## WORK TO COMPLETE:
Identify every line below that contains the word "glass" and copy each of those lines.

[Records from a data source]
--------------------------------------------------
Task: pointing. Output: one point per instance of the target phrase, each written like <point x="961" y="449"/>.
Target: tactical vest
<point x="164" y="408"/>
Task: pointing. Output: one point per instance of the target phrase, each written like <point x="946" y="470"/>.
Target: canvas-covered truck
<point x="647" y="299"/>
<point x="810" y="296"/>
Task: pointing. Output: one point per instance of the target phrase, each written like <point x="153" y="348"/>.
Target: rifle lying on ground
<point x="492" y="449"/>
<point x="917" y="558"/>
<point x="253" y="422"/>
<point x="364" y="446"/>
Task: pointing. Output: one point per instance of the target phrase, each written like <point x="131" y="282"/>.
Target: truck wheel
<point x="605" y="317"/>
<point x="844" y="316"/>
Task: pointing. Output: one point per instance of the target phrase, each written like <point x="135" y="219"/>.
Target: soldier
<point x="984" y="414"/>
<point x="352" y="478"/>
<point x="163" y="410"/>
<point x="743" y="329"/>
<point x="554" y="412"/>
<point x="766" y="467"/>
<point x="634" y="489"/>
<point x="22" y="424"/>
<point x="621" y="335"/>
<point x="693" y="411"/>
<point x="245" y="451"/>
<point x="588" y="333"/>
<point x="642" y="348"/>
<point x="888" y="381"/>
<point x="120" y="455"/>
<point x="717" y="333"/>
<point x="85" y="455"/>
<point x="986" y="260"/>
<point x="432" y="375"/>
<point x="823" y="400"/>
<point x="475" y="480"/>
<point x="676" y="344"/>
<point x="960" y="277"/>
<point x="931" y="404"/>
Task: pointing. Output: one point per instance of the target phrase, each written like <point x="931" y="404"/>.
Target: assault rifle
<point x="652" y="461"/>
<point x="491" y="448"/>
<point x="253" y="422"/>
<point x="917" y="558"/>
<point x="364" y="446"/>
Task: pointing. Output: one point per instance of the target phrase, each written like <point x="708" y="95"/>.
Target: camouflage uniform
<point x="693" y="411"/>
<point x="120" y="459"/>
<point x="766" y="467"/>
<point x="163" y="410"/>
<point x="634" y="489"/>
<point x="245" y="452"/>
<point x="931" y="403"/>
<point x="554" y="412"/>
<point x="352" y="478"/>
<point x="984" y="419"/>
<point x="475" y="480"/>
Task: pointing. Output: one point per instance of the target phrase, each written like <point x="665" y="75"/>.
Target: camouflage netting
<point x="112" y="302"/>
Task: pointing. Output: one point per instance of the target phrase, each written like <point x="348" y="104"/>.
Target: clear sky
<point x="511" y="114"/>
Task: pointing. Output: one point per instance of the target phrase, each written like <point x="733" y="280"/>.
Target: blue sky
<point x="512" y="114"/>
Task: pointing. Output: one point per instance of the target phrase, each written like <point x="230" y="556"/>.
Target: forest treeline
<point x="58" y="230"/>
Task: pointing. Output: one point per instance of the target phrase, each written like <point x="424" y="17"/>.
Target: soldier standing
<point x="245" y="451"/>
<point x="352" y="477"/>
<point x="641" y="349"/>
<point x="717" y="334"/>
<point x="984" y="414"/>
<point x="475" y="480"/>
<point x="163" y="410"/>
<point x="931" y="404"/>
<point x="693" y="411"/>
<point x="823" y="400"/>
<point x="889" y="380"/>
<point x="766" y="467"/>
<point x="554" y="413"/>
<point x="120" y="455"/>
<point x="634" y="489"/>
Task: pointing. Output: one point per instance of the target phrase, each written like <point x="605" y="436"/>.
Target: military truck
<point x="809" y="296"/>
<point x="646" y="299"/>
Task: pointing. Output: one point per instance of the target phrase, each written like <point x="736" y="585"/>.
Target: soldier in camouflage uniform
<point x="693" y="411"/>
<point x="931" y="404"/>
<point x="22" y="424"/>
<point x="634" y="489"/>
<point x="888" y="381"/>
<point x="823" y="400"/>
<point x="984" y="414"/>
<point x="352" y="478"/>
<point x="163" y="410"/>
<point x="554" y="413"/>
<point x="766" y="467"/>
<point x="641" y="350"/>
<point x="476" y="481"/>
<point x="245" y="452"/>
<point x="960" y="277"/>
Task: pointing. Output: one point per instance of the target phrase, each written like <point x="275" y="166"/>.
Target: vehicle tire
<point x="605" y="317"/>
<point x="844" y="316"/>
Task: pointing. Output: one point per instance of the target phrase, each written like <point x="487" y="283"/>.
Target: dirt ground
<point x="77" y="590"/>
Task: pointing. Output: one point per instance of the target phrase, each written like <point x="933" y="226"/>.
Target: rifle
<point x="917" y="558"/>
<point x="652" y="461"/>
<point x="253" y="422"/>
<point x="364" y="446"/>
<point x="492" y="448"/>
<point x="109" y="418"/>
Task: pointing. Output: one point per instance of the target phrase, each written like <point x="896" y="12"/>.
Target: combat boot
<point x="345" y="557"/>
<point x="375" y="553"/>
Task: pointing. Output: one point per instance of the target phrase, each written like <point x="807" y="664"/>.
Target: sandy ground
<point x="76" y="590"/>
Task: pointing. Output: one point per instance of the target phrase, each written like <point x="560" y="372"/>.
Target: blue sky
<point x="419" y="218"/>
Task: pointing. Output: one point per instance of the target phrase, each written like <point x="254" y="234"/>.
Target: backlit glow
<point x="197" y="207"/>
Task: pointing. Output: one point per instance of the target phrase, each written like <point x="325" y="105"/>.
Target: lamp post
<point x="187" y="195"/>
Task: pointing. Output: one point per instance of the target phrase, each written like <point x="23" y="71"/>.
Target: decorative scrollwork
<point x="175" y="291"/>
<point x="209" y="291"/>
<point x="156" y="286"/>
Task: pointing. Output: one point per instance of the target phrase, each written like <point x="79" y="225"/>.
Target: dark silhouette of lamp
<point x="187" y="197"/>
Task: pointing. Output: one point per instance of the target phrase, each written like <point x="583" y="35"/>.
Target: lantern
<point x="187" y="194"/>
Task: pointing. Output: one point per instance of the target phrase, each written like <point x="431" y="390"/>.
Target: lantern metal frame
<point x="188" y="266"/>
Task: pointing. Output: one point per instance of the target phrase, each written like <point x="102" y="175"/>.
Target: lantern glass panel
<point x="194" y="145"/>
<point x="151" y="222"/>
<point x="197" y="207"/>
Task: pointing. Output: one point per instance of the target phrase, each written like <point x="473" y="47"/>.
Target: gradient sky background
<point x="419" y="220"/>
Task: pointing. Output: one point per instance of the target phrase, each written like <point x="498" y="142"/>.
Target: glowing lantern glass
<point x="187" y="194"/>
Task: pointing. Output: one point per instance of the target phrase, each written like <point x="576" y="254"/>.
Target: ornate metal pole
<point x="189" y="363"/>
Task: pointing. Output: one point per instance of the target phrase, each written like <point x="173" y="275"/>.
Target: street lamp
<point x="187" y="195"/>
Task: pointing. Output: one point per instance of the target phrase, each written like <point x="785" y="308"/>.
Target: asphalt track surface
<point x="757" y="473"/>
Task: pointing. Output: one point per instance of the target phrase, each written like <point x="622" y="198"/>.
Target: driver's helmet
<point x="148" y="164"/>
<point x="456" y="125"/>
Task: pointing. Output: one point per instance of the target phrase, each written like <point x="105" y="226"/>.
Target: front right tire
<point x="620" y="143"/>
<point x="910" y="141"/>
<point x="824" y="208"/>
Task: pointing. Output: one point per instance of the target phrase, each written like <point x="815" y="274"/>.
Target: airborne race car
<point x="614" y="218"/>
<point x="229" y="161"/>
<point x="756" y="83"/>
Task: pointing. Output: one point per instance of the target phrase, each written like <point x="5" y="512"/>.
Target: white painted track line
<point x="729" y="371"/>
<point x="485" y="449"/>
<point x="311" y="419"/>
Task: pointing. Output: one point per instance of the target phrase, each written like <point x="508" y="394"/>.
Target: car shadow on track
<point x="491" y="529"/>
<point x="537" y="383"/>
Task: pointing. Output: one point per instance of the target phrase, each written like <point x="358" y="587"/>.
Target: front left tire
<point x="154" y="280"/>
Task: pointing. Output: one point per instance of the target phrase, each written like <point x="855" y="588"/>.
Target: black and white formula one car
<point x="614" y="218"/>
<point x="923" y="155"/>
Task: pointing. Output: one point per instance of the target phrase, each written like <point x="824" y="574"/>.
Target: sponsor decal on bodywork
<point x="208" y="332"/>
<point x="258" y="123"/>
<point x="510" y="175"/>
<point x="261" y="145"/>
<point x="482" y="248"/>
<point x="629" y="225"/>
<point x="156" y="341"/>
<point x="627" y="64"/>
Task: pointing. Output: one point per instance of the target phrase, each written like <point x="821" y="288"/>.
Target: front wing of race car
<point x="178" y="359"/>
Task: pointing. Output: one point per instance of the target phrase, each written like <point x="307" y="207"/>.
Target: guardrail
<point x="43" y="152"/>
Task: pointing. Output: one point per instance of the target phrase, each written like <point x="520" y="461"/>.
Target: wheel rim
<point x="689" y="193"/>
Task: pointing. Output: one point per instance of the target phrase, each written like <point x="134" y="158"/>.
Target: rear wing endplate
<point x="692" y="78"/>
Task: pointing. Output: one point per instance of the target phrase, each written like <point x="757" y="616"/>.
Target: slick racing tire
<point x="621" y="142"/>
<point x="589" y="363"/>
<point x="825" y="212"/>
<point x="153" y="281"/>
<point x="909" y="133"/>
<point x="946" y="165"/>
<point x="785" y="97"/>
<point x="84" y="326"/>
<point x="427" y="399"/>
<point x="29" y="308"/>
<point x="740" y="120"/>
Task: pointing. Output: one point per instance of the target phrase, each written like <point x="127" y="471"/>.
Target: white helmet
--------------------------------------------------
## WORKED SOLUTION:
Target: lantern glass panel
Target: glowing lantern glass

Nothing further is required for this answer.